Did Walter miss a trick?
The number of potential investors who looked at acquiring Rangers is not public information. The early advantage held by Paul Murray and the Blue Knights was frittered away. Others came and left for various reasons, most notably Bill Ng citing frustration with the process.
Selling a business after a company has become insolvent represents the trickiest balancing act of all advisory tasks, the more so where every action in the drama is subject to public scrutiny and the most significant stakeholder – the fans - has attachment rather than ownership. Throw in a hostile and sensationalist press and it becomes almost impossible.
At the last minute, or actually after the last minute, Walter Smith, fronting a consortium including Jim McColl, emerged as a seriously-intended bidder. Did Walter miss a trick in the timing of the expression of interest?
Duff and Phelps did not co-ordinate a brilliant selling campaign. Others may have acted differently. In particular:
- A firm timetable, taking account of insolvency reporting obligations, CVA timetable and requirements of authorities for completion of formalities would have been set and adhered to under simple threat of heading for liquidation if not met by anyone.
- The Whyte share issue would have been tackled on day 1.
- The Ticketus agreement would have been torn up on day 1.
- A pro-forma offer letter stating CVA or liquidation preference, supported by pro-forma proof of funds would have been circulated for completion.

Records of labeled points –

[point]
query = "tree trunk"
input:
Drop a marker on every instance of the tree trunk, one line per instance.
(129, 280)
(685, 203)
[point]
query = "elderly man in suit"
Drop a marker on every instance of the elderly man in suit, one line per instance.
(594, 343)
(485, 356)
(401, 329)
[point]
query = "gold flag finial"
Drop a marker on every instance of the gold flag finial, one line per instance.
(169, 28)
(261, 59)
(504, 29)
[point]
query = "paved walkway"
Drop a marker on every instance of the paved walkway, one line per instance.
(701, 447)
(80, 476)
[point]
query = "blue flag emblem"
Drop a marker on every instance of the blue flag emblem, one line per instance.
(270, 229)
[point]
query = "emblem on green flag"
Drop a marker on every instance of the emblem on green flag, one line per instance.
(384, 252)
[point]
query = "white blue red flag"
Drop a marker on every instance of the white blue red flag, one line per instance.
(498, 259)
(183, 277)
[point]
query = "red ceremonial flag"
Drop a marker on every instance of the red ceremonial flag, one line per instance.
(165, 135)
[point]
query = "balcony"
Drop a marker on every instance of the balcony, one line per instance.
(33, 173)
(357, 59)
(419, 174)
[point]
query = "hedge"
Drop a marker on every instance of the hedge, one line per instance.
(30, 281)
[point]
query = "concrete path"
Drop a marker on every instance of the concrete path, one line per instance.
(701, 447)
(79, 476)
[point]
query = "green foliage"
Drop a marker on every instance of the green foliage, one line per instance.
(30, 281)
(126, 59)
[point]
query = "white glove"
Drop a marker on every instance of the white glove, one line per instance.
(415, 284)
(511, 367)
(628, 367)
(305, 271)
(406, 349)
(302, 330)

Tasks to perform –
**a)** In the passage on the Rangers sale, which potential investor left, citing frustration with the process?
**b)** From the passage on the Rangers sale, retype the part that opens with the words containing "Duff and Phelps" and closes with "up on day 1.".

Correct answers –
**a)** Bill Ng

**b)**
Duff and Phelps did not co-ordinate a brilliant selling campaign. Others may have acted differently. In particular:
- A firm timetable, taking account of insolvency reporting obligations, CVA timetable and requirements of authorities for completion of formalities would have been set and adhered to under simple threat of heading for liquidation if not met by anyone.
- The Whyte share issue would have been tackled on day 1.
- The Ticketus agreement would have been torn up on day 1.